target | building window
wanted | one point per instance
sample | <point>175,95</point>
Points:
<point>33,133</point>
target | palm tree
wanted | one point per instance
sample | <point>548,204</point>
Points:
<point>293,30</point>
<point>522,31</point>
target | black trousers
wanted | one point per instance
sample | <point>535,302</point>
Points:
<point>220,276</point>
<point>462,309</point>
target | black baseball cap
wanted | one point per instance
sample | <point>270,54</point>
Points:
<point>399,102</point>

▶ _Exercise aim_
Restate each line above word for word.

▶ _Response to the task_
target | building window
wanted | one point per instance
sample | <point>175,95</point>
Points:
<point>33,133</point>
target | palm tree
wanted | one point per instance
sample | <point>548,204</point>
Points:
<point>293,30</point>
<point>522,31</point>
target | black trousers
wanted | one point per instance
sample | <point>535,302</point>
Points:
<point>220,276</point>
<point>462,309</point>
target | black baseball cap
wanted | one point per instance
sample | <point>270,54</point>
Points:
<point>399,102</point>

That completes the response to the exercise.